Count the lines in the items below that contain the word "white", and reply with that number alone.

Object detection data
* * * * *

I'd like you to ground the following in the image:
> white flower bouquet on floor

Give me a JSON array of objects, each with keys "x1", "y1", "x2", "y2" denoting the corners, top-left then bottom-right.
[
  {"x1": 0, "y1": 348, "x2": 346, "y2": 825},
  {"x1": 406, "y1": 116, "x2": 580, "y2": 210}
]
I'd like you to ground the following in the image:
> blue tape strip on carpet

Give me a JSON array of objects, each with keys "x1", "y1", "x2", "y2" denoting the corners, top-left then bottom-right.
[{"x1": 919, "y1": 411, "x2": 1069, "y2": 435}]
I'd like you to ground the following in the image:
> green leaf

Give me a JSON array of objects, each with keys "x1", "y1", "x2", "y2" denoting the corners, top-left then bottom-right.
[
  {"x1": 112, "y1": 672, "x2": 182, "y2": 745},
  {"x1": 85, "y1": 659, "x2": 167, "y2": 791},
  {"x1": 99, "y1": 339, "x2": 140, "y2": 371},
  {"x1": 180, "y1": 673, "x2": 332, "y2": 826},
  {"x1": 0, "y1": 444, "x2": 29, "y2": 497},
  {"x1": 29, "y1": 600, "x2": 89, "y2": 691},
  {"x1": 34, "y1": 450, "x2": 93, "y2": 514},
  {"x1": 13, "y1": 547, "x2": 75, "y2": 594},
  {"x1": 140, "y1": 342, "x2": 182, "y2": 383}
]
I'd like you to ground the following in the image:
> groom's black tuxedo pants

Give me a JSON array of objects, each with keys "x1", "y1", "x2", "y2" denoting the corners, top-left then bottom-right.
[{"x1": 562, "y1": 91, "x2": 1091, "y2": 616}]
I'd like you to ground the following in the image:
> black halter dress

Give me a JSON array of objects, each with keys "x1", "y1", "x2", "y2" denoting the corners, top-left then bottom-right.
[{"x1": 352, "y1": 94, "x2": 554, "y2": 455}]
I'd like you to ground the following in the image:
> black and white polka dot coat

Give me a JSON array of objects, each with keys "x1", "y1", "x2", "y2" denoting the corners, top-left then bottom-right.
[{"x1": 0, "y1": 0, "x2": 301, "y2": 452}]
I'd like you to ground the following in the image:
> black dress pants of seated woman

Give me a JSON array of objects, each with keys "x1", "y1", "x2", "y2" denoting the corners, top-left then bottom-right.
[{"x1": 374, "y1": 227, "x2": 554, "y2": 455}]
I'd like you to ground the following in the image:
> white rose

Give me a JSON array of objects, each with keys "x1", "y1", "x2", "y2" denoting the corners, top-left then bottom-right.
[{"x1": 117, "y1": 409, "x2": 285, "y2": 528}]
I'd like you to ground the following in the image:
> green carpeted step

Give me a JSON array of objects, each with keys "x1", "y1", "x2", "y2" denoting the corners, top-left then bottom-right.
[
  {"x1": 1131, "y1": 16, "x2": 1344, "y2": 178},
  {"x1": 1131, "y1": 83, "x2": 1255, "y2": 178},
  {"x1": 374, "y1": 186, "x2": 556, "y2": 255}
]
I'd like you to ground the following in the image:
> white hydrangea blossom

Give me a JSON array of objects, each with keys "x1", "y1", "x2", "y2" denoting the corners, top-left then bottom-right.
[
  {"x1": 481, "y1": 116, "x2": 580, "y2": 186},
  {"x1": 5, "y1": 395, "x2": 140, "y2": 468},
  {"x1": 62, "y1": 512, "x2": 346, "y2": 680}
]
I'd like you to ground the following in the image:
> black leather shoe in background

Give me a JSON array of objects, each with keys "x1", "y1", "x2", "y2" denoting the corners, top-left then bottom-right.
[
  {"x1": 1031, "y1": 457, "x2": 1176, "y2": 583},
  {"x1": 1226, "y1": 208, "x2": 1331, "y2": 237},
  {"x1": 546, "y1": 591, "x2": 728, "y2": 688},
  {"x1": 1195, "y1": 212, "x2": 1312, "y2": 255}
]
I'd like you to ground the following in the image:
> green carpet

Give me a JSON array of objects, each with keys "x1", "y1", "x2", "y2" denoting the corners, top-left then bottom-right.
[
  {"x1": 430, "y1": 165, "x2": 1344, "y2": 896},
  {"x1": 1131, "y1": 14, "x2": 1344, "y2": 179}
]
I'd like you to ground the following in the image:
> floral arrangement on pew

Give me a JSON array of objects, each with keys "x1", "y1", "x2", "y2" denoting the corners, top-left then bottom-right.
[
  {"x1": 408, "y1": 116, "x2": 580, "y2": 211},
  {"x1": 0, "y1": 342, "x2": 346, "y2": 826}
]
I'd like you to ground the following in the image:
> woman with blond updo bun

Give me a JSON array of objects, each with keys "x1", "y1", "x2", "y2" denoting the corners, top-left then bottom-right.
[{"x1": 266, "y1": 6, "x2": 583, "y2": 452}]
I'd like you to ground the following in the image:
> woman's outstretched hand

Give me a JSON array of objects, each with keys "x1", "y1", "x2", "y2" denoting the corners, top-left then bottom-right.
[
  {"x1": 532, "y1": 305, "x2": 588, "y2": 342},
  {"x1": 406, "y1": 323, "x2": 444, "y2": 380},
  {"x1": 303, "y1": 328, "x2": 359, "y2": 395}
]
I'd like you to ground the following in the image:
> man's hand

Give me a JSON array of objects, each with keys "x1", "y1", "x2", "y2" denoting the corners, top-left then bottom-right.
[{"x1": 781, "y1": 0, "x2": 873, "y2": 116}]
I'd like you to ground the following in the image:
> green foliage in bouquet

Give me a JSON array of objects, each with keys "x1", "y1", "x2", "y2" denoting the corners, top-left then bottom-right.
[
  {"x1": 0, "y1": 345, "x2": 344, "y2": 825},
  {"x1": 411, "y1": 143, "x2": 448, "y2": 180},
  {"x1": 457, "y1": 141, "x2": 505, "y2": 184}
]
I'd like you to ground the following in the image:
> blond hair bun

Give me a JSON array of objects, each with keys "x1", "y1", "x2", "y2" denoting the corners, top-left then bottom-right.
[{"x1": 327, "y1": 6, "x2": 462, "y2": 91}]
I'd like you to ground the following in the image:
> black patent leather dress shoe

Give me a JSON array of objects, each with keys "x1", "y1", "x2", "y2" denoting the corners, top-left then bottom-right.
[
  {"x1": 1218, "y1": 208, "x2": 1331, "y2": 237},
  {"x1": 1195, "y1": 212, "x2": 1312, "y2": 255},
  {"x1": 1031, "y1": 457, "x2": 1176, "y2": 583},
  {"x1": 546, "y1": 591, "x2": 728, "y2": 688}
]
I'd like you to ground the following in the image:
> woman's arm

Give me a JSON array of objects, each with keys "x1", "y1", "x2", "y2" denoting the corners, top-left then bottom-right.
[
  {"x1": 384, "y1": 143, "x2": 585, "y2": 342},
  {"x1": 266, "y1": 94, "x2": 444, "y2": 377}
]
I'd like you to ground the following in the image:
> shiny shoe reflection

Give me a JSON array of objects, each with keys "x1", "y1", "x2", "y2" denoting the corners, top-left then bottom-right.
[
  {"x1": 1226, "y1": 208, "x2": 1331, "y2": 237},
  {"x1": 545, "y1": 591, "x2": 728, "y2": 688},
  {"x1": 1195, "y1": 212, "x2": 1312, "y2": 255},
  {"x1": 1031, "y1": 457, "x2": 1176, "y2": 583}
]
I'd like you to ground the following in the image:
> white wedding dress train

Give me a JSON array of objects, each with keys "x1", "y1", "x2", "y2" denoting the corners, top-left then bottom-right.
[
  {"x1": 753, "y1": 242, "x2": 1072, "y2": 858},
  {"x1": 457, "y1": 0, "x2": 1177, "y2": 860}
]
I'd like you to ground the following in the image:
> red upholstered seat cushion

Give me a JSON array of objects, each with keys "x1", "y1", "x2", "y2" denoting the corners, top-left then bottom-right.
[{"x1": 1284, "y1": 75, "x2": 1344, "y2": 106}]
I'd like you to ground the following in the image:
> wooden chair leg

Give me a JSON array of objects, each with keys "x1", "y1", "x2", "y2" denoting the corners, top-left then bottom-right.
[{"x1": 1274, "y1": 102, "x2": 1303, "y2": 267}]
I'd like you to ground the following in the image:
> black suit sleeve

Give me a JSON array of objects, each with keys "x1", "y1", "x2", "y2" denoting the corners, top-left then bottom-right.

* * * * *

• Answer to the problem: 5